:: EXTRACTED INFORMATION

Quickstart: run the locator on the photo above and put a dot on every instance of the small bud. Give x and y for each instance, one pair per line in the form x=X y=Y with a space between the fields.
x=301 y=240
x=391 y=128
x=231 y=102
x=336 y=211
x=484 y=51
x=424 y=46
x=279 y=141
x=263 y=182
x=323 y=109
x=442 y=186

::::

BRIEF »
Write out the records above exactly as given.

ANSWER BOX »
Quickstart: run the locator on the photo above and put a dot on every instance of the small bud. Give x and y for each instance, one pair per line in the form x=X y=Y with a space between the fields.
x=301 y=240
x=391 y=128
x=231 y=102
x=336 y=211
x=484 y=51
x=424 y=46
x=279 y=141
x=263 y=182
x=323 y=109
x=442 y=186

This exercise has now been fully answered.